◆ REQUIRED WORK: Return only the lines of the listing below that run from the line with "Can you find the illuminated skyscraper" through the line with "Can you find the high-rise", both ends included, exactly as written.

>>

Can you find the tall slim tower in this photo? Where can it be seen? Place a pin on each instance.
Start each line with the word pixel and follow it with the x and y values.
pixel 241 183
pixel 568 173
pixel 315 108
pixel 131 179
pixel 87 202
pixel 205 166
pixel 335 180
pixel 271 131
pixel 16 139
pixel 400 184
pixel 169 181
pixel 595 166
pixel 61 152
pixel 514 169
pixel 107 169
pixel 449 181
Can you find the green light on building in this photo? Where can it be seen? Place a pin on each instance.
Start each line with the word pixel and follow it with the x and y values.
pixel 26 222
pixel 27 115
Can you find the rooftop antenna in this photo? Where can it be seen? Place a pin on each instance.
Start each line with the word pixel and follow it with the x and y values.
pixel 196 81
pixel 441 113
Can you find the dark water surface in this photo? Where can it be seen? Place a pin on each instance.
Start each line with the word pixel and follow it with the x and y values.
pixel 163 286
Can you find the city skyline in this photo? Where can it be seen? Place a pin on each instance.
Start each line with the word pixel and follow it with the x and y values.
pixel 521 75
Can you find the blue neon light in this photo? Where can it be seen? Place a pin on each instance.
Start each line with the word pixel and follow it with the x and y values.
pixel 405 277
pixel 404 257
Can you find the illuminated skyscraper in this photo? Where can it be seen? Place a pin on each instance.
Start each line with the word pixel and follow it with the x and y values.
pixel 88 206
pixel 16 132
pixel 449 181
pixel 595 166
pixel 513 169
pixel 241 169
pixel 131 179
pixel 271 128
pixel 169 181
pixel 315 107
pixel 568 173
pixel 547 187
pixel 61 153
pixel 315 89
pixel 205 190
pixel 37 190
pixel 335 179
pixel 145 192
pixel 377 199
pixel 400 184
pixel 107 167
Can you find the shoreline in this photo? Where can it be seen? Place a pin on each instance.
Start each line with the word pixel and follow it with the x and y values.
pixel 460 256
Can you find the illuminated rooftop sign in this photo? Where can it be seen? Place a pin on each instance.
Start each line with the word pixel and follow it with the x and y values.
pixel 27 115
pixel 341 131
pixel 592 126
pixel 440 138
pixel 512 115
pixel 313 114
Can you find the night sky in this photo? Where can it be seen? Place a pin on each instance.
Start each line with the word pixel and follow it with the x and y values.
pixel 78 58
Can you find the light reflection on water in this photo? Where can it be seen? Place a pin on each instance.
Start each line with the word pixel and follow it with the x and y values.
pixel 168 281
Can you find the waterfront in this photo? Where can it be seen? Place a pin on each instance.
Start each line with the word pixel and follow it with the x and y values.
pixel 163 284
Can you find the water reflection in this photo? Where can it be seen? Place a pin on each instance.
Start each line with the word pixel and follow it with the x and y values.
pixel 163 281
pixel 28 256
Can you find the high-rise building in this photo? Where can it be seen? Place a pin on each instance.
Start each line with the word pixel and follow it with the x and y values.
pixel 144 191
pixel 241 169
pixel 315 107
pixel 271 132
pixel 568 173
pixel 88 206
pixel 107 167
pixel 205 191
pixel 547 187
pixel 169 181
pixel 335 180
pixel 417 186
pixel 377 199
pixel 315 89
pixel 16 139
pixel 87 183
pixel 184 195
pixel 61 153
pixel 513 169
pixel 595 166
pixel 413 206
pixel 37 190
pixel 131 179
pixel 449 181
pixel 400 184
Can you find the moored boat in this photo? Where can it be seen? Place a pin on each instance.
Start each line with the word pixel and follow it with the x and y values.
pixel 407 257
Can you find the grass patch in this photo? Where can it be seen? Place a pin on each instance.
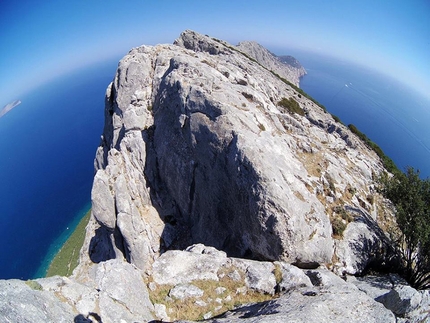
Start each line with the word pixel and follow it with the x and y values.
pixel 233 293
pixel 34 285
pixel 292 106
pixel 386 161
pixel 67 258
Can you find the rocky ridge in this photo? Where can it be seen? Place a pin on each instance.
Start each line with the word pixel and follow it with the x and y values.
pixel 285 66
pixel 208 189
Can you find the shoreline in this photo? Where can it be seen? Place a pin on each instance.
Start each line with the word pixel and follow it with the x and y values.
pixel 59 243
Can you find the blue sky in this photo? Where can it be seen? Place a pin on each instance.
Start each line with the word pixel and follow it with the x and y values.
pixel 43 39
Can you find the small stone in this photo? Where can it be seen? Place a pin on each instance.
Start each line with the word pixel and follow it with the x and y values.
pixel 200 303
pixel 235 276
pixel 152 286
pixel 160 312
pixel 185 291
pixel 208 315
pixel 241 290
pixel 220 290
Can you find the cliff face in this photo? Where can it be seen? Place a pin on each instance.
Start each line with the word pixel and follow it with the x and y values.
pixel 285 66
pixel 198 148
pixel 202 151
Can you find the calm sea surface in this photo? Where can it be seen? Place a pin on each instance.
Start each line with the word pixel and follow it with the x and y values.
pixel 48 143
pixel 389 113
pixel 47 147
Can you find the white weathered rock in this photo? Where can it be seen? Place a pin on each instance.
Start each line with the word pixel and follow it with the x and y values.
pixel 303 305
pixel 196 149
pixel 180 267
pixel 183 291
pixel 23 302
pixel 258 275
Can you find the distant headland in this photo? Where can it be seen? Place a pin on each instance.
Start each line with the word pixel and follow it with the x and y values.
pixel 9 107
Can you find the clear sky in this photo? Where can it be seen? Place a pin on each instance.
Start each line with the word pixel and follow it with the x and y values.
pixel 40 39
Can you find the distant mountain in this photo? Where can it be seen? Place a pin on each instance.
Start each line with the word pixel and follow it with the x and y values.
pixel 9 107
pixel 285 66
pixel 290 60
pixel 216 180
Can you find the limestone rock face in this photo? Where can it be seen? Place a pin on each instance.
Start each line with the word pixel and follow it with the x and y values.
pixel 114 291
pixel 197 148
pixel 286 66
pixel 206 175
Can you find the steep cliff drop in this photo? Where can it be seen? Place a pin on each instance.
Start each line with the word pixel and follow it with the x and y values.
pixel 218 182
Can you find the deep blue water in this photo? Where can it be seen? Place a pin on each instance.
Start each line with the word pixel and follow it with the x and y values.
pixel 48 143
pixel 47 147
pixel 391 114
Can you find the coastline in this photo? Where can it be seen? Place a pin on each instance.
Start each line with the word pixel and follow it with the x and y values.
pixel 59 244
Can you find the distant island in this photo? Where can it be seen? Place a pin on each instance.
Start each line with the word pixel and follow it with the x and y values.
pixel 9 107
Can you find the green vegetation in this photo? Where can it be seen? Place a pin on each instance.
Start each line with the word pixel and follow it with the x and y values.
pixel 339 220
pixel 34 285
pixel 387 161
pixel 411 197
pixel 292 106
pixel 300 91
pixel 67 258
pixel 232 294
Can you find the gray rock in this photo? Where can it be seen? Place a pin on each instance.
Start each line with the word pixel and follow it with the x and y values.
pixel 196 149
pixel 364 246
pixel 183 291
pixel 27 302
pixel 292 277
pixel 401 299
pixel 180 267
pixel 292 73
pixel 303 305
pixel 160 312
pixel 258 275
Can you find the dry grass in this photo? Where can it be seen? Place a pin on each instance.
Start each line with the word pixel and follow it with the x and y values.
pixel 235 293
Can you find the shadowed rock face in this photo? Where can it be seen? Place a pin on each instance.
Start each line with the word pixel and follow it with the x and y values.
pixel 199 139
pixel 196 149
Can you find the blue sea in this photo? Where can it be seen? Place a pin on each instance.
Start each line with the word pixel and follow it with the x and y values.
pixel 390 113
pixel 47 146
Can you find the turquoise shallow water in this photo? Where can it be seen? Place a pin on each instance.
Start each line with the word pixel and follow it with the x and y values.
pixel 48 143
pixel 47 146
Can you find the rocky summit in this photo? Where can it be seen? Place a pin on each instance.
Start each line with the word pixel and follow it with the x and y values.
pixel 224 193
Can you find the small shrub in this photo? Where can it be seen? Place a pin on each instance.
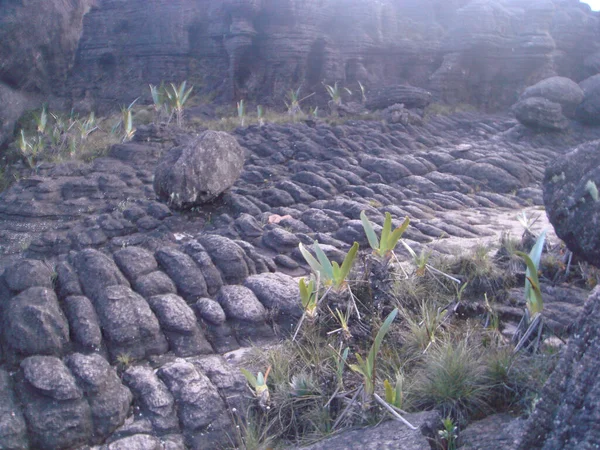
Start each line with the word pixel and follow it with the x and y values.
pixel 452 378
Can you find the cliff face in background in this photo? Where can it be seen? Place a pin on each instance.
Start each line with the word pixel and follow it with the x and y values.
pixel 38 44
pixel 482 52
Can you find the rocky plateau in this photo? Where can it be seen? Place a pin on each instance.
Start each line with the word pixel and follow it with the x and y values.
pixel 121 310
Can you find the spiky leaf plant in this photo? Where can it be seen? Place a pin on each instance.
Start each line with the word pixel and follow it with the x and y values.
pixel 385 245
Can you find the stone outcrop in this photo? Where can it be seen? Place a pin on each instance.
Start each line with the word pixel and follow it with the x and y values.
pixel 478 52
pixel 135 302
pixel 200 171
pixel 568 413
pixel 572 200
pixel 540 113
pixel 589 109
pixel 561 90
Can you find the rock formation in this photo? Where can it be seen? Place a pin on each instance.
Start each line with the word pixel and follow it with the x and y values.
pixel 200 171
pixel 573 202
pixel 128 286
pixel 478 52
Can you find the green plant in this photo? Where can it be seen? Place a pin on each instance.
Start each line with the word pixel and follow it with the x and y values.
pixel 363 96
pixel 177 98
pixel 394 395
pixel 308 297
pixel 527 222
pixel 159 97
pixel 592 189
pixel 331 274
pixel 87 126
pixel 449 434
pixel 241 109
pixel 385 245
pixel 453 378
pixel 293 101
pixel 127 123
pixel 259 385
pixel 340 363
pixel 368 367
pixel 41 120
pixel 342 319
pixel 260 115
pixel 336 93
pixel 424 328
pixel 533 293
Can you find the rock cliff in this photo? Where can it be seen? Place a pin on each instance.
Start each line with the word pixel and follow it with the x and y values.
pixel 482 52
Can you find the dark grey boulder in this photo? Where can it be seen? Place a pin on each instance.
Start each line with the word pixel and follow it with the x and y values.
pixel 228 256
pixel 388 435
pixel 136 442
pixel 240 303
pixel 561 90
pixel 279 239
pixel 13 430
pixel 389 169
pixel 97 272
pixel 154 283
pixel 202 412
pixel 538 112
pixel 179 325
pixel 568 413
pixel 67 281
pixel 411 97
pixel 58 416
pixel 184 272
pixel 199 171
pixel 128 324
pixel 211 274
pixel 28 273
pixel 108 398
pixel 34 324
pixel 83 322
pixel 153 398
pixel 51 377
pixel 500 431
pixel 210 311
pixel 135 262
pixel 589 110
pixel 319 221
pixel 571 187
pixel 276 291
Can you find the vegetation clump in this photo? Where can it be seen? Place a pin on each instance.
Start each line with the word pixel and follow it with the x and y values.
pixel 354 360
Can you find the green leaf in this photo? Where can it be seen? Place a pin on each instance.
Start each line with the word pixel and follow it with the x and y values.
pixel 385 327
pixel 536 252
pixel 357 369
pixel 250 377
pixel 410 250
pixel 397 234
pixel 385 233
pixel 533 294
pixel 389 392
pixel 369 231
pixel 186 95
pixel 349 260
pixel 325 263
pixel 312 262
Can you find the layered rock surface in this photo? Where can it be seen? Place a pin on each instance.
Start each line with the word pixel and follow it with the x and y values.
pixel 479 52
pixel 98 275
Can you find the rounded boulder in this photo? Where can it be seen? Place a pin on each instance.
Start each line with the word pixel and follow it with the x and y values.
pixel 561 90
pixel 199 171
pixel 572 199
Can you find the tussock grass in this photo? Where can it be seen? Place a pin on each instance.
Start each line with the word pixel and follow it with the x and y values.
pixel 452 378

<<

◆ EXERCISE ANSWER:
Can you find the illuminated skyscraper in this photo? Where can it be seen? Place a pin on each instance.
Start each line with the word pixel and follow it with the x and y values.
pixel 88 206
pixel 16 132
pixel 449 181
pixel 595 166
pixel 513 169
pixel 241 169
pixel 131 179
pixel 271 128
pixel 169 181
pixel 315 107
pixel 568 173
pixel 547 187
pixel 61 153
pixel 315 89
pixel 205 190
pixel 37 190
pixel 335 179
pixel 145 192
pixel 377 199
pixel 400 184
pixel 107 167
Can you find the shoreline in this photo? Where can it be seen? Place a pin on each instance.
Start each line with the word pixel and follow it with the x and y values.
pixel 460 256
Can you find the illuminated rooftop sign in this photo? Where can it be seen? Place a pin on each instance.
Start each line with the word pixel and follow it with the x and y values.
pixel 27 115
pixel 341 131
pixel 592 126
pixel 440 138
pixel 512 115
pixel 313 114
Can you find the night sky in this photo? Where can it be seen? Place a pin on each instance.
Start each line with the word pixel and follow it with the x and y values.
pixel 78 58
Can you find the light reflection on water in this photo? Where can it be seen? Place a pin on each instance.
Start each line with the word pixel and follow it with the x and y values.
pixel 168 281
Can you find the waterfront in this photo? Where can it be seen? Place a pin on each instance.
Start each line with the word pixel and follow it with the x and y values.
pixel 163 284
Can you find the water reflection in this photo? Where can it be seen? Place a pin on each instance.
Start each line with the word pixel and follow it with the x and y values.
pixel 163 281
pixel 28 256
Can you find the high-rise building in this photo? Where can it be seen? Place a pin on each instance.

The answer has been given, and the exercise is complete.